**What this task involves**
Locate the line that contains "Target: small white daisy", then copy it and all later lines of the data below exactly, through the last one.

---------- Recorded data

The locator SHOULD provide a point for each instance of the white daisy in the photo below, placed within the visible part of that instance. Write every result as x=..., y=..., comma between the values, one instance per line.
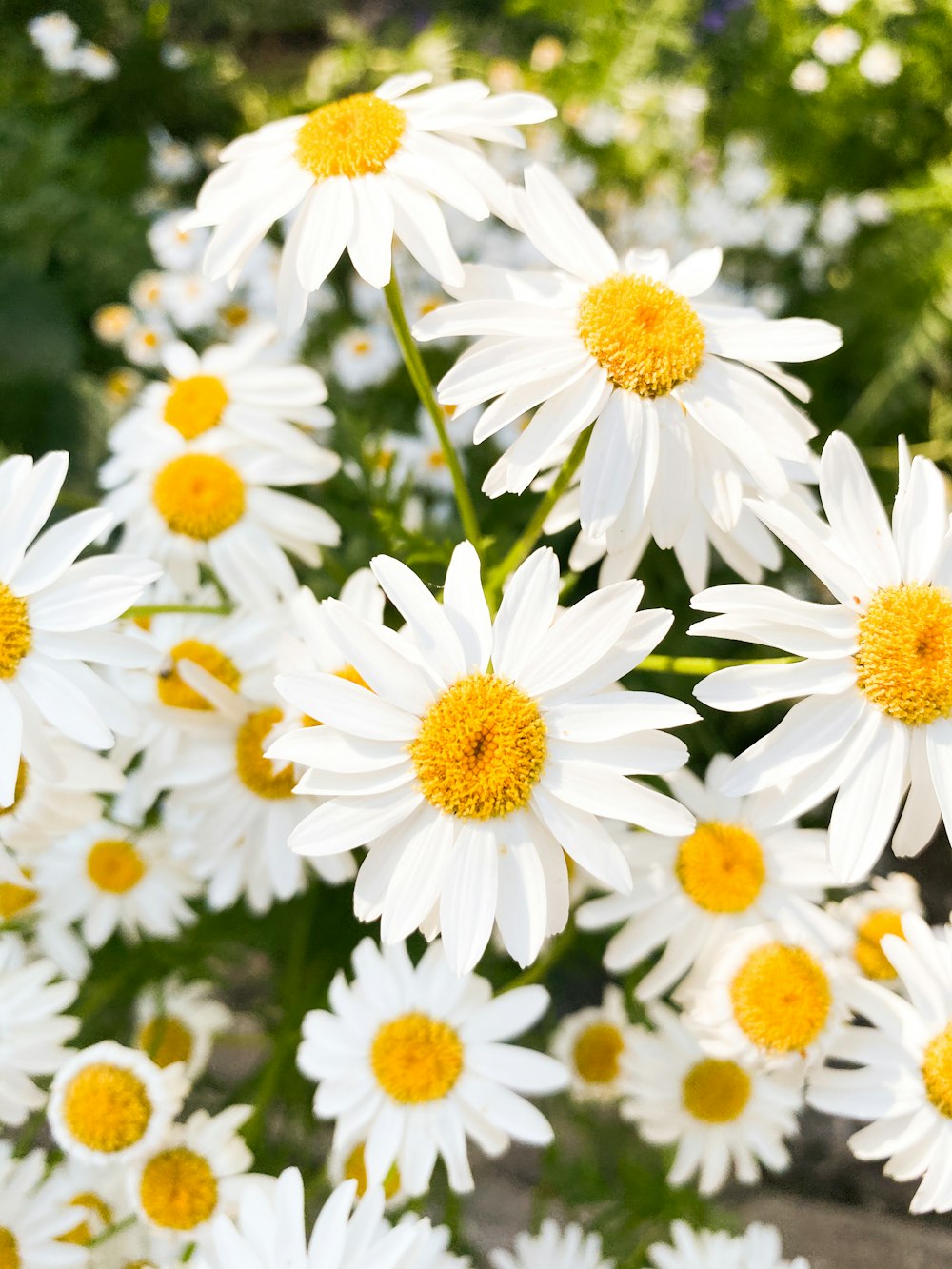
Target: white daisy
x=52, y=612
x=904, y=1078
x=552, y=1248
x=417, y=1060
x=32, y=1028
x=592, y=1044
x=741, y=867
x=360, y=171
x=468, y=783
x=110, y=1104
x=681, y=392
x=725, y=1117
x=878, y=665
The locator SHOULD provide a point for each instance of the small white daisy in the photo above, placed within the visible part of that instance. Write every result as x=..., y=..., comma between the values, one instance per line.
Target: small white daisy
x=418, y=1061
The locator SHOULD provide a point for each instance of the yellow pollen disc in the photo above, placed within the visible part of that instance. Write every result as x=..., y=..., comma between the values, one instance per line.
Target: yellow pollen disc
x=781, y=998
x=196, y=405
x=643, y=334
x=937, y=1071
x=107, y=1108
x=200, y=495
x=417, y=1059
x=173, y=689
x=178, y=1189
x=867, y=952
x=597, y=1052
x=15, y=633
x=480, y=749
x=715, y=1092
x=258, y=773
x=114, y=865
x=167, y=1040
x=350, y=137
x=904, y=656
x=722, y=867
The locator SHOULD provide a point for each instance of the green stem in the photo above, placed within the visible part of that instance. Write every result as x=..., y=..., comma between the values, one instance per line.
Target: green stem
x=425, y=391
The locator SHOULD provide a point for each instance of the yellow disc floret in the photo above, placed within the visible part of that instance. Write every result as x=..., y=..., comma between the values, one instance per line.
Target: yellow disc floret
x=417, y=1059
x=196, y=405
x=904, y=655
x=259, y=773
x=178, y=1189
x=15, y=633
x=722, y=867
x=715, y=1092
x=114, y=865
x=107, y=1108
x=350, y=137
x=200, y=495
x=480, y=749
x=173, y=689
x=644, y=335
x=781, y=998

--------------------

**Written answer**
Target: small white daisy
x=418, y=1061
The locator SHOULD provide a point for each instance of the yellow pollen disc in the photo above, placed within the visible part of that instance. Write every result as x=..., y=..., comma between the values, one instance per line.
Target: yellow pollen disc
x=781, y=998
x=196, y=405
x=643, y=334
x=937, y=1071
x=107, y=1108
x=200, y=495
x=417, y=1059
x=173, y=689
x=178, y=1189
x=867, y=952
x=597, y=1052
x=15, y=633
x=480, y=749
x=715, y=1092
x=258, y=773
x=114, y=865
x=167, y=1040
x=350, y=137
x=904, y=656
x=722, y=867
The locator SHOULD provide a point for each instance of the green stem in the photo above, placed within the visible part of that instance. Write every result as x=..., y=..., comma between the values, one instance per line.
Target: green stem
x=425, y=391
The locator SHOULD provide a point for each instance of the yellow disc floret in the photo above, placed within the visible part of that instance. Write every result as x=..., y=..., comma between the values, one instance per line.
Target: yellow disc floret
x=417, y=1059
x=196, y=405
x=904, y=655
x=259, y=773
x=178, y=1189
x=15, y=633
x=722, y=867
x=715, y=1092
x=114, y=865
x=107, y=1108
x=350, y=137
x=200, y=495
x=480, y=749
x=173, y=689
x=644, y=335
x=781, y=998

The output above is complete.